**EXERCISE**
From the passage below on model extraction and queue verification, list every bracketed reference number it cites, in the order each first appears.

**EXCERPTED PASSAGE**

To simplify the process, much effort has been devoted to the development of a method for mechanically extracting formal models from implementation level C source code directly. We built the Modex tool for this purpose. The model extractor was first applied on a commercial product in the logic verification of the call processing code from Lucent Technologies' PathStar switch, at Bell Laboratories in 1998 and 1999. Some more refinements of the basic method were made since then.

With this approach the formal verification of a surprisingly broad set of concurrent algorithms can today be automated. The only user requirement in many of these cases is the construction of a small test driver that exercises the code in a meaningful way. The test driver is very much what a developer would construct as part of a normal unit test already, so a formal verification does not impose any additional work in these cases.

Selecting an Example To illustrate the verification process for the CACM article, we picked a concurrent algorithm from the literature with a known bug: the double-sided queue implementation in C, using a double-word compare-and-swap instruction as the key synchronization primitive. The algorithm, first published in [2], had some flaws that were described in [3]. The most important flaw allows the same element to be retrieved from the queue by two different threads of execution, given a sufficiently demonic interleaving scenario for readers and writers. In [1] we tried to show how we could use the Modex model extractor to let the Spin model checker discover that flaw, using just a single test reader and writer process accessing the queue concurrently.

The article with the sample verification was proofread and reviewed in the normal way, before it was published. In the first six weeks after publication the article was downloaded an impressive 41,000 times from the ACM website, and of course the article appeared in print and was distributed to about 100,000 ACM members in February. Many readers commented on the article, and at least two of them (credit to: Yuliy Gerchikov and Thorkil Naur) checked the example from the article in detail. What aroused their curiosity was that the verification appeared to show that the flaw in the original algorithm could be exposed with just two threads of execution, and not three as shown in [3]. These two readers asked for more detail, and in the process of re-examining the example we discovered that the test driver processes we had defined for the example were fatally flawed.

One flaw, that in retrospect seems unlikely to have escaped attention for so long, is a mistake in the assertion that was used to catch the known flaw in the original algorithm. The sample writer process pushed elements into the queue from the left, and the reader process pulled them out of the queue from the same side. This means that the reader process could not really expect to retrieve the elements in any predictable order, and certainly not in the order in which the elements were sent. (If anything it would be the reverse order, if the writer process would be allowed to complete all pushes before the reader started.) The test reader process should of course be pulling elements from the right side of the queue, and not the left. Then we can indeed assert that the elements should be retrieved without loss or duplication in the same order as sent, no matter how the steps in the reader and writer process are interleaved.

**DATA EXCERPTS**

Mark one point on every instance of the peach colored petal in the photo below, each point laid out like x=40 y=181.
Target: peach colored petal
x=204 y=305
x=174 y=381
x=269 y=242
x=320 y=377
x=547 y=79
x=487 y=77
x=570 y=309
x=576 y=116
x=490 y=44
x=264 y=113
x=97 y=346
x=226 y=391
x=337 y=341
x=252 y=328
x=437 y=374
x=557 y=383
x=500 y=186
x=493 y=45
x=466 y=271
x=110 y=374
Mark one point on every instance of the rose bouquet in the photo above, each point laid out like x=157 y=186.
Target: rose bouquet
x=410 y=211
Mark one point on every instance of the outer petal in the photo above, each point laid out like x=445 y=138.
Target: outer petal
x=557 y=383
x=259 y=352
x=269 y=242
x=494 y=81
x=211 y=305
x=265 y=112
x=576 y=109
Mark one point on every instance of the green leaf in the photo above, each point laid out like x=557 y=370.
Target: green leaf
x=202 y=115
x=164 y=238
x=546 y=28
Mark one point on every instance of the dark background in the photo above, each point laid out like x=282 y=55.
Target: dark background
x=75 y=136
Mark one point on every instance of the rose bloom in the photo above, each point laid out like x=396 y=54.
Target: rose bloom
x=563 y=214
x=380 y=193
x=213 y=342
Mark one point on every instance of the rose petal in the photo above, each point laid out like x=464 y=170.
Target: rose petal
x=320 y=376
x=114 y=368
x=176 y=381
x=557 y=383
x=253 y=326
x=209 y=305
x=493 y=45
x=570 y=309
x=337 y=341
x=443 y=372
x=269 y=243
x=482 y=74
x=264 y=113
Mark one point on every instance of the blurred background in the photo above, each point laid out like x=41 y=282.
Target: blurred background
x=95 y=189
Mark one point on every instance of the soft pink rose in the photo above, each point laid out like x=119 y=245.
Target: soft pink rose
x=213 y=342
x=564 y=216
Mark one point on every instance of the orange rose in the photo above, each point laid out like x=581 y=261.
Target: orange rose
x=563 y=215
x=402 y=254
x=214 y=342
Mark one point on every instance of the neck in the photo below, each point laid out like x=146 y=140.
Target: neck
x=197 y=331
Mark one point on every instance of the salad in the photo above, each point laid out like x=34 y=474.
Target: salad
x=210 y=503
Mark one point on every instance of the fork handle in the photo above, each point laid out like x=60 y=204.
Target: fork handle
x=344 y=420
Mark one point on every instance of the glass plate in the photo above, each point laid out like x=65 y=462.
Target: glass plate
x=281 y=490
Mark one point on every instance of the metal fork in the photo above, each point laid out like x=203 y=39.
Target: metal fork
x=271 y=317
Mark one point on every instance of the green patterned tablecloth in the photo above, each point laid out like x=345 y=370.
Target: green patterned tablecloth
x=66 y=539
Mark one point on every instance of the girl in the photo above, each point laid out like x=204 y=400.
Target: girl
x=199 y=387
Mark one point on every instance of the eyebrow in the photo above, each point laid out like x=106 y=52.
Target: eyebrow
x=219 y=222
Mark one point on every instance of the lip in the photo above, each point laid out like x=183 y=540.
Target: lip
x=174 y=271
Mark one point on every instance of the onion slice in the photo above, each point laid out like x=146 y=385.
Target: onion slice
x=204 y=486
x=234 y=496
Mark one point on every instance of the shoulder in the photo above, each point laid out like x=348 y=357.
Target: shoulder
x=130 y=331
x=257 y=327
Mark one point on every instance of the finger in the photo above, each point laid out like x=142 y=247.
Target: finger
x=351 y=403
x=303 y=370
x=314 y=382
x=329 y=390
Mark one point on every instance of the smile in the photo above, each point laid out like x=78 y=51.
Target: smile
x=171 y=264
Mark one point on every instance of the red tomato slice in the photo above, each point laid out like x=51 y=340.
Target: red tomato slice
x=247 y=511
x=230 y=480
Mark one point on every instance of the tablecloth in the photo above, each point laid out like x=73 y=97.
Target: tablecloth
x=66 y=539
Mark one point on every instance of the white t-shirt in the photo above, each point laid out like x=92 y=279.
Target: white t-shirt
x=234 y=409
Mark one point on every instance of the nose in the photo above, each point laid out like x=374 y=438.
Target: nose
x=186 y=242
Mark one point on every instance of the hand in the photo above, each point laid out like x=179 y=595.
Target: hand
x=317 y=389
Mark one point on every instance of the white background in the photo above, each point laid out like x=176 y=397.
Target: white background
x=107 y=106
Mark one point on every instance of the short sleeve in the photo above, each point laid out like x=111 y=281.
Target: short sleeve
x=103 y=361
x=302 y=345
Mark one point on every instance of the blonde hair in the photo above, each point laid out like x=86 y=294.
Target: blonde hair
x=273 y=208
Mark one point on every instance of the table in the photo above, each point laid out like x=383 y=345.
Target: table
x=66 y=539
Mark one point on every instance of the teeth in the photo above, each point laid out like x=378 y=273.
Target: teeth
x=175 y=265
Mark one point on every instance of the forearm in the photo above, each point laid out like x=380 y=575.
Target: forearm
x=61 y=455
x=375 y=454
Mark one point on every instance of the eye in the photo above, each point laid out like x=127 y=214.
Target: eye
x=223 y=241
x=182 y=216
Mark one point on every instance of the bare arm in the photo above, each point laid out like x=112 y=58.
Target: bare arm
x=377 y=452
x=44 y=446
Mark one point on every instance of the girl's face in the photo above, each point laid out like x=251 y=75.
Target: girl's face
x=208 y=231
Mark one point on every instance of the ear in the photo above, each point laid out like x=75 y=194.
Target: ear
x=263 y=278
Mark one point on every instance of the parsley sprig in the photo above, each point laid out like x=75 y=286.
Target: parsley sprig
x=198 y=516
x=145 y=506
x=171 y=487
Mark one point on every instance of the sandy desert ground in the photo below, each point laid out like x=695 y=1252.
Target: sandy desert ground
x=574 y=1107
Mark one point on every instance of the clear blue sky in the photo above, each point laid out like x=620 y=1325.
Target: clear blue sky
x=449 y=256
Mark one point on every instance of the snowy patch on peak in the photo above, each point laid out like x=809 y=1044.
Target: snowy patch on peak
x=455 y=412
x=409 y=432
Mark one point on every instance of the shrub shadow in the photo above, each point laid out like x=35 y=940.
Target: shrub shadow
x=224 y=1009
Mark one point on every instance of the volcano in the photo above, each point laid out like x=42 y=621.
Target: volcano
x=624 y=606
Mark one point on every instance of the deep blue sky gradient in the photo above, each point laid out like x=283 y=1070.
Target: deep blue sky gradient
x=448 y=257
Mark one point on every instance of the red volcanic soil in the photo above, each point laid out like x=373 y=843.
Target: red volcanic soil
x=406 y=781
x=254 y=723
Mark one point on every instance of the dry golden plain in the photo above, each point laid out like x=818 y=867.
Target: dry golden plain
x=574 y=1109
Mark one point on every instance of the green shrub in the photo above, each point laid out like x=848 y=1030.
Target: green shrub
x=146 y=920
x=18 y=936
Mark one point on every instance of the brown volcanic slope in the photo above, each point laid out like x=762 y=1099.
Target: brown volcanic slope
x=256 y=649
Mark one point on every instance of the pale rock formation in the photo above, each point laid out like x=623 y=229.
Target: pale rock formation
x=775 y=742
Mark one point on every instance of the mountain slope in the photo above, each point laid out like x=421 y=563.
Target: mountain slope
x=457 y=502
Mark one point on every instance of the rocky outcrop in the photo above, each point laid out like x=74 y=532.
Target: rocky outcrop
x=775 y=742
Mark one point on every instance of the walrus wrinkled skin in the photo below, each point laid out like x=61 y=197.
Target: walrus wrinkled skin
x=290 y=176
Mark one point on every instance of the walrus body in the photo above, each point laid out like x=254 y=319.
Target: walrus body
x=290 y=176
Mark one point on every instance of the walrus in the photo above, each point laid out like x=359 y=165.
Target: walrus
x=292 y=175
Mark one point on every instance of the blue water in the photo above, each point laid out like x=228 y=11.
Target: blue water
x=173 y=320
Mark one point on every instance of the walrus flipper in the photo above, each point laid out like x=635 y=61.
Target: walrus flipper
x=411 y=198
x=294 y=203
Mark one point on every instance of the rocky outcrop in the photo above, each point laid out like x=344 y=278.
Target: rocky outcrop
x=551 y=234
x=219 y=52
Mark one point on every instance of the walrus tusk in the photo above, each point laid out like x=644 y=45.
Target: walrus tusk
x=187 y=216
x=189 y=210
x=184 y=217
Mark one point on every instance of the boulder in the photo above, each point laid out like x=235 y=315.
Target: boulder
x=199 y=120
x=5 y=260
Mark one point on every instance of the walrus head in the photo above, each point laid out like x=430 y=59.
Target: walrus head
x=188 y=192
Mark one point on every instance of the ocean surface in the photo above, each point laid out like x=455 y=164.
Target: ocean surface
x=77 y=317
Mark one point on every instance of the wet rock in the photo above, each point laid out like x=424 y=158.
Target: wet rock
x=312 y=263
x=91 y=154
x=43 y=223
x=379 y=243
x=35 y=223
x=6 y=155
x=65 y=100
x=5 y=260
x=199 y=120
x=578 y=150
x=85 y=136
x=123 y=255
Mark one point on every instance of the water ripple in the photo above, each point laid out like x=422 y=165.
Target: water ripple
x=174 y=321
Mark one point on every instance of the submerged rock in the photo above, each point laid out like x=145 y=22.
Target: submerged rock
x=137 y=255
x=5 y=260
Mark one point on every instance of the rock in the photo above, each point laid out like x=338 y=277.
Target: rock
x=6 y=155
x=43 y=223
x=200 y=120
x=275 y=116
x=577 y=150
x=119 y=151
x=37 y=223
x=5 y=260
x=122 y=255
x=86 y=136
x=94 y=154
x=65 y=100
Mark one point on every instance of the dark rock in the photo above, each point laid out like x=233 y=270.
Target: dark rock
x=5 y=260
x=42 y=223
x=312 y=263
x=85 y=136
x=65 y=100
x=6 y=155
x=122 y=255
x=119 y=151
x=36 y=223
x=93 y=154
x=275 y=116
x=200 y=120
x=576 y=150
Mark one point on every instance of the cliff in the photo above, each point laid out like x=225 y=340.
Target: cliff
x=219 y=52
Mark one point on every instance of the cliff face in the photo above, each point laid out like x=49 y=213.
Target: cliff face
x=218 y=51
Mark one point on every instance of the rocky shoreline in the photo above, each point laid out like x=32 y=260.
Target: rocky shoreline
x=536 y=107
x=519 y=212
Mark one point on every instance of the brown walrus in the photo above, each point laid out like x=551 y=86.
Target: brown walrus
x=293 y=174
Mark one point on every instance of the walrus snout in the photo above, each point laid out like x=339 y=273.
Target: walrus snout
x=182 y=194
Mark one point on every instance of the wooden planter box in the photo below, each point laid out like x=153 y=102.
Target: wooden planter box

**ANSWER FOR THE TASK**
[2], [3], [1]